WHAT IS NEEDED:
Exact transcription with no images: write out all of the entries below.

[Records from a dataset]

------------

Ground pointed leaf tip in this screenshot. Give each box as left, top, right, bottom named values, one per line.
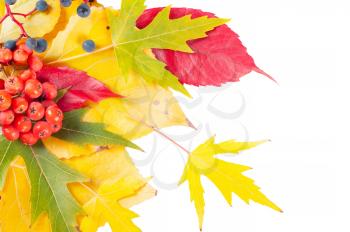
left=254, top=67, right=278, bottom=84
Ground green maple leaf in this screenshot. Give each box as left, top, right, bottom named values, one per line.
left=53, top=109, right=142, bottom=150
left=0, top=139, right=85, bottom=232
left=108, top=0, right=229, bottom=96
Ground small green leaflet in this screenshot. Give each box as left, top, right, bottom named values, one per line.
left=0, top=139, right=85, bottom=232
left=53, top=109, right=142, bottom=150
left=108, top=0, right=229, bottom=96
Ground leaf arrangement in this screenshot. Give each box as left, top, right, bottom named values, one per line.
left=0, top=0, right=281, bottom=231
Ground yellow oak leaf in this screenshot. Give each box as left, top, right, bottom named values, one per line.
left=179, top=136, right=282, bottom=229
left=0, top=158, right=51, bottom=232
left=0, top=0, right=61, bottom=41
left=66, top=146, right=155, bottom=232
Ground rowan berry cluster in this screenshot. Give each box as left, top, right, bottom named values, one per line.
left=0, top=43, right=63, bottom=145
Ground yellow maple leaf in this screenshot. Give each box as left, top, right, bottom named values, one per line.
left=0, top=158, right=51, bottom=232
left=66, top=146, right=155, bottom=232
left=76, top=177, right=144, bottom=232
left=0, top=0, right=61, bottom=41
left=179, top=136, right=282, bottom=229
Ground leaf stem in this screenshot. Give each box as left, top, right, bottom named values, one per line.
left=151, top=126, right=191, bottom=154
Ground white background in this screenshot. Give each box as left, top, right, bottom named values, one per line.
left=99, top=0, right=347, bottom=231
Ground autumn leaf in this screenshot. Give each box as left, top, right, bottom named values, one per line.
left=108, top=1, right=228, bottom=95
left=0, top=158, right=51, bottom=232
left=37, top=66, right=121, bottom=112
left=0, top=0, right=61, bottom=41
left=66, top=146, right=156, bottom=232
left=0, top=139, right=85, bottom=232
left=52, top=109, right=141, bottom=150
left=78, top=178, right=142, bottom=232
left=179, top=136, right=282, bottom=229
left=137, top=8, right=274, bottom=86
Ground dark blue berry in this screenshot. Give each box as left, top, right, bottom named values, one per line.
left=82, top=40, right=95, bottom=52
left=4, top=40, right=17, bottom=51
left=36, top=0, right=48, bottom=11
left=77, top=3, right=90, bottom=18
left=60, top=0, right=72, bottom=7
left=26, top=38, right=37, bottom=50
left=34, top=38, right=48, bottom=53
left=5, top=0, right=16, bottom=5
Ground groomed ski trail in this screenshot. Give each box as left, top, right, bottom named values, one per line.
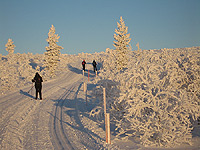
left=0, top=62, right=104, bottom=150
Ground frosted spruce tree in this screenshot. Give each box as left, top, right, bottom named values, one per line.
left=113, top=16, right=132, bottom=70
left=5, top=39, right=15, bottom=55
left=45, top=25, right=63, bottom=77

------------

SOLVED EXERCISE:
Ground pointed leaf tip in this screenshot. Give each box as left, top, right, bottom named values, one per line.
left=254, top=67, right=278, bottom=84
Ground green maple leaf in this screenshot. Give each box as left, top, right, bottom named values, one per line.
left=53, top=109, right=142, bottom=150
left=0, top=139, right=85, bottom=232
left=108, top=0, right=229, bottom=96
Ground small green leaflet in this screenshot. Give each box as left, top, right, bottom named values, one per line.
left=0, top=139, right=85, bottom=232
left=53, top=109, right=142, bottom=150
left=108, top=0, right=229, bottom=96
Ground leaf arrangement in this screenshot. Give each box as left, top, right, bottom named values, one per line.
left=0, top=0, right=281, bottom=231
Ground yellow oak leaf in this screenshot. Give each box as left, top, right, bottom named values, one per line.
left=179, top=136, right=282, bottom=229
left=0, top=158, right=51, bottom=232
left=0, top=0, right=61, bottom=41
left=66, top=146, right=155, bottom=232
Ground rowan berry cluster in this screenshot. Give each box as left, top, right, bottom named values, one per line.
left=0, top=43, right=63, bottom=145
Ground yellow maple leaf in this screenshot. Give each box as left, top, right, bottom named values, one per line.
left=0, top=158, right=51, bottom=232
left=66, top=146, right=155, bottom=232
left=76, top=177, right=144, bottom=232
left=0, top=0, right=61, bottom=41
left=179, top=136, right=282, bottom=229
Ground leaf stem in this screenshot. Give each box as left, top, right, bottom named values, one per line.
left=151, top=126, right=191, bottom=154
Ground white background in this screenshot. Give each box as left, top, right, bottom named values, one per line.
left=99, top=0, right=347, bottom=231
Ground autumn leaf in this screenshot. Give each box as left, top, right, bottom named values, one per line.
left=108, top=1, right=228, bottom=95
left=0, top=158, right=51, bottom=232
left=37, top=66, right=121, bottom=112
left=0, top=0, right=61, bottom=41
left=66, top=146, right=156, bottom=232
left=0, top=139, right=85, bottom=232
left=52, top=109, right=141, bottom=150
left=78, top=178, right=142, bottom=232
left=179, top=136, right=282, bottom=229
left=137, top=8, right=274, bottom=86
Ground dark blue berry in this screenshot. Give each box as left, top, right, bottom named values, one per line.
left=82, top=40, right=95, bottom=52
left=4, top=40, right=17, bottom=51
left=36, top=0, right=48, bottom=11
left=77, top=3, right=90, bottom=18
left=60, top=0, right=72, bottom=7
left=26, top=38, right=37, bottom=50
left=34, top=38, right=48, bottom=53
left=5, top=0, right=16, bottom=5
Ground groomed ski trail in this screenshot. Give each box as left, top, right, bottom named values, one per line.
left=0, top=62, right=104, bottom=150
Ground frosted spruce tree in this screenshot. Give each box as left, top, right, bottom named values, one per line.
left=113, top=16, right=132, bottom=70
left=5, top=39, right=15, bottom=55
left=45, top=25, right=63, bottom=77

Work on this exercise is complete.